しまむらの全国2000以上の店舗では、使用済みのハンガーやビニールをプラスチックの素材別に分別することを徹底。同社の国内5カ所にある物流センターに大型の圧縮機が設置され、回収したハンガーやビニール袋を圧縮することで日本コパックの再資源化工場への輸送効率が高まり、物流コストを抑えている。

ただし、「水平リサイクル」は、プラスチックをただ再利用すれば確立できるわけではない。ポリプロピレンやポリカーボネート、ポリアセタールといった、成形条件や特性の異なるプラスチック素材の仕分けや、精度向上のため素材の統一化が必要になる。そのため、しまむらとともに製品の形状を見直し、異素材をできるだけ排除する取り組みや強度を高めた新素材の開発などで、リサイクル率の向上に努めている。

◆ 設問 ◆
1 - 本文について、次の問いに答えてください。
(a) しまむらの物流センターは国内に何カ所ありますか。
(b) 回収したハンガーやビニール袋を圧縮することで、何の効率が高まりますか。
(c) 成形条件や特性の異なるプラスチック素材として挙げられている3つは何ですか。
2 - しまむらのハンガーやビニールの回収を扱った本文を引き継ぎ、最後の文の後から続きを書いてください。
これらのエントリは本文とは無関係です。

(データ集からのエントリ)
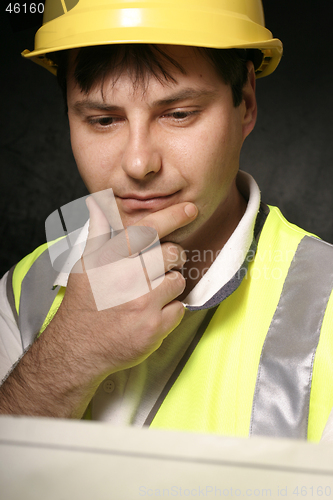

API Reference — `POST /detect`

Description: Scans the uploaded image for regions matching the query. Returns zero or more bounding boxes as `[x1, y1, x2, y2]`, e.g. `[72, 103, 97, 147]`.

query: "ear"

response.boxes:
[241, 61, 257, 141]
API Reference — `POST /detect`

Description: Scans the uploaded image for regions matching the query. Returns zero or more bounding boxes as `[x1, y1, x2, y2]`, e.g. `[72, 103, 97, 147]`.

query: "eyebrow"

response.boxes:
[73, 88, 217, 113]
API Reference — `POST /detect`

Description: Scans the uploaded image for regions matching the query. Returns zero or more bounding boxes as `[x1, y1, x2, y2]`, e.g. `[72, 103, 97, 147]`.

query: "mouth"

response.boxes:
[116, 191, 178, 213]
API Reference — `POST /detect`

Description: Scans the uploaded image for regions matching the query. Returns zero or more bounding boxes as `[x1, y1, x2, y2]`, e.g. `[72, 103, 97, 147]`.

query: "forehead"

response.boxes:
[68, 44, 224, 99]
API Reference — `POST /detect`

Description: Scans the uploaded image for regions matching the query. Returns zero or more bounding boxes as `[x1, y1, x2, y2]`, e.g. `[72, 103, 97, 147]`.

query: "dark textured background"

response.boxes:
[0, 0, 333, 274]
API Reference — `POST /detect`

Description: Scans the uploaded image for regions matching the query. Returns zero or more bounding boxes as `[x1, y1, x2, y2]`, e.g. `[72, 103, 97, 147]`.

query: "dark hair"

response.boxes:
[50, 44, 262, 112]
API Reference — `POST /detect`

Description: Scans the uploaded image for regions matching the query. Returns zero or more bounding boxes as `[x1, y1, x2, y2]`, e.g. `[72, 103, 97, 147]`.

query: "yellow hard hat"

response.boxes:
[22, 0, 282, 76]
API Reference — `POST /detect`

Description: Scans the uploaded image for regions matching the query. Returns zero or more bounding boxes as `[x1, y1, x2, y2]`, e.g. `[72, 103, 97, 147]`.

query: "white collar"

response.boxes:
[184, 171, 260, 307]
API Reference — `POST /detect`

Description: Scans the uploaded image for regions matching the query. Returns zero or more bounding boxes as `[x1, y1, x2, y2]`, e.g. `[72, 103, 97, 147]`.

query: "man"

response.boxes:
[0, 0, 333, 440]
* * *
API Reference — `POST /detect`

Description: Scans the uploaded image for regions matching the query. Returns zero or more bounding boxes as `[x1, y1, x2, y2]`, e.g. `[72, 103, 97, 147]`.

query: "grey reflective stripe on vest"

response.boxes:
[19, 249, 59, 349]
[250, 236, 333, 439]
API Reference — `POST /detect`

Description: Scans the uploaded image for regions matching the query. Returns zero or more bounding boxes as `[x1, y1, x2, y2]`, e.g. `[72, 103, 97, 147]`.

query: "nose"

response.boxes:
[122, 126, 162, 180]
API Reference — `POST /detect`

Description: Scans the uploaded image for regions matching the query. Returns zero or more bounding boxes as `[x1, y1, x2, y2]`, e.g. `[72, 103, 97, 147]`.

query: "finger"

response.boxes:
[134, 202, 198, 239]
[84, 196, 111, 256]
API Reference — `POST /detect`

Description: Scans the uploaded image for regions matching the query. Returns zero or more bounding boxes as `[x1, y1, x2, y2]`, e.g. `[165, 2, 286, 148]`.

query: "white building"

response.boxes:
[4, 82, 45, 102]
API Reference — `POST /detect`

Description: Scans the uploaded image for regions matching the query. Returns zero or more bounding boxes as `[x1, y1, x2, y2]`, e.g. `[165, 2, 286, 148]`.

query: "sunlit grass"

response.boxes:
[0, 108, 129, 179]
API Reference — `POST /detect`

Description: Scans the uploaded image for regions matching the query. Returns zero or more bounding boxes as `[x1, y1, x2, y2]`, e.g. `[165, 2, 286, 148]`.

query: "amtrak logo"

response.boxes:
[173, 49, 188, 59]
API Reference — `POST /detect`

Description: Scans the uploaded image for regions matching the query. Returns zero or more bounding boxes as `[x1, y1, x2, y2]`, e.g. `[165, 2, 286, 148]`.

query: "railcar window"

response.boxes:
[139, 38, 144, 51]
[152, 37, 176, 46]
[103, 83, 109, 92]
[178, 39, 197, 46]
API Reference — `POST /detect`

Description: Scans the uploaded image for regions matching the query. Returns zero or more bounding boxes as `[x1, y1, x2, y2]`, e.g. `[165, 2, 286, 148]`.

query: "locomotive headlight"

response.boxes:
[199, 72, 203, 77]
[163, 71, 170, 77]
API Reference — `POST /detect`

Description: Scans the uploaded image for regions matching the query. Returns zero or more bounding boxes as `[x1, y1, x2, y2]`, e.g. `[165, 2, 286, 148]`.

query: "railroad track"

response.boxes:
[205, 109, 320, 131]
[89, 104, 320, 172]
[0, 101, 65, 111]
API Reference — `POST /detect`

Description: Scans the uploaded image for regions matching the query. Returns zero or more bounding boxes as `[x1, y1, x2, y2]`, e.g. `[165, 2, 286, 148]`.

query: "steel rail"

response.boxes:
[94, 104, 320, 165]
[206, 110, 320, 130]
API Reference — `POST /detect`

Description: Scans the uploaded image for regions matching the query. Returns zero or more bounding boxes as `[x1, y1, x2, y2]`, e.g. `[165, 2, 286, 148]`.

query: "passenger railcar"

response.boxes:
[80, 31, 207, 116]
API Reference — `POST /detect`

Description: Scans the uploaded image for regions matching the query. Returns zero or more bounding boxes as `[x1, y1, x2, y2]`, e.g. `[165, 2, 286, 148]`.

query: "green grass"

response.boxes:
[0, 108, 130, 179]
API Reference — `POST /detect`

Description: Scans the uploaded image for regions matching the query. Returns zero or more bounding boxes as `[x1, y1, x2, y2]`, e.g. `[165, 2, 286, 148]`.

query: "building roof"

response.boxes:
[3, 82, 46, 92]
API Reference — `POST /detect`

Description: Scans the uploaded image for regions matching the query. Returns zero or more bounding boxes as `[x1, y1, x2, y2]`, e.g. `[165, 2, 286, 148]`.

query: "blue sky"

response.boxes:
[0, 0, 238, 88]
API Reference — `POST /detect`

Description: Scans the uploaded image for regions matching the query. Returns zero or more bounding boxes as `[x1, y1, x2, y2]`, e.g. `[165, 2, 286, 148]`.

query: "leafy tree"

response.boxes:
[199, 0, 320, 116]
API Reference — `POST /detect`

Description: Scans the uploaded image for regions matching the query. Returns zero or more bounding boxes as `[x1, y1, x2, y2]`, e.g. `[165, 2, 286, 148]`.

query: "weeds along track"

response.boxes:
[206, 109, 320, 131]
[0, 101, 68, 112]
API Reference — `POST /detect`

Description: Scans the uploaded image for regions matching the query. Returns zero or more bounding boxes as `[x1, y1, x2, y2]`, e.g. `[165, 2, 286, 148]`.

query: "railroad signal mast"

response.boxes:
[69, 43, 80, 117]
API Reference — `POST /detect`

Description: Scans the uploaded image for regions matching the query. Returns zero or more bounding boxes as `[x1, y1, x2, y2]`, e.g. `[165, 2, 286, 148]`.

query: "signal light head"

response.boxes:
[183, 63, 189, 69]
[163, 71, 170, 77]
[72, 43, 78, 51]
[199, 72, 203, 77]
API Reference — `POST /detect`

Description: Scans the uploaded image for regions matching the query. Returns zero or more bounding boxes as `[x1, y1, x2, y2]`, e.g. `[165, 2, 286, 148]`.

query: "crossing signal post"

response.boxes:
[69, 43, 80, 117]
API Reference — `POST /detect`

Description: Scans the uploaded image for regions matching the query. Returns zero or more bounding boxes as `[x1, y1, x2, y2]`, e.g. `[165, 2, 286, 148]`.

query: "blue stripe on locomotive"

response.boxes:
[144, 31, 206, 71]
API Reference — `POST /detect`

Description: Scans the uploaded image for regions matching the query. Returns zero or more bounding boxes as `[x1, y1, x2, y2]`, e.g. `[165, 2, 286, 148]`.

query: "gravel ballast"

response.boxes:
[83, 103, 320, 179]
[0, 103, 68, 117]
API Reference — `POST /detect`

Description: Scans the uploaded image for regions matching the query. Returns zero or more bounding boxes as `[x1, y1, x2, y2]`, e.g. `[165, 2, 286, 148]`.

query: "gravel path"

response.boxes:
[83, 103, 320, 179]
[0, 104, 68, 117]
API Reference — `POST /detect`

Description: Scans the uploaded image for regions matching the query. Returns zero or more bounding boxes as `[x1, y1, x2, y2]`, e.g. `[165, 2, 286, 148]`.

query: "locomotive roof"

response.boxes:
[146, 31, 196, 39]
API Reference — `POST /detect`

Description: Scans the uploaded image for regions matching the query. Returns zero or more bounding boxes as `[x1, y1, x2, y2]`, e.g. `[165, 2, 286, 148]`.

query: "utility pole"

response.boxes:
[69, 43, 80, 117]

◆ 解答 ◆
1 -
(a) 5カ所
(b) 日本コパックの再資源化工場への輸送効率
(c) ポリプロピレン、ポリカーボネート、ポリアセタール

2 -
日本コパック第1事業部の菅淳一氏は、「仕組みがあっても、実際に弊社で生産したハンガーやビニール製品がブーメランのように戻ってこなければ成功したとは言えません」と語り、このリサイクルの実現にはしまむらの店舗や成型メーカー、リサイクル工場、物流に関わるすべて人の協力が不可欠であることを強調する。

日本コパックは、リユースとリサイクルの独自スキームを30年以上かけて構築した。その原点となった、「ハンガーを1本たりともごみにしない」という元社長の強い思いは、社内全体の環境問題に対する意識の礎となっており、新事業の原動力にもなっている。同社の環境活動は、企業単独の取り組みにとどまらず、アパレル業界全体を巻き込みながら、持続可能な社会をつくる大きな循環を生み出している。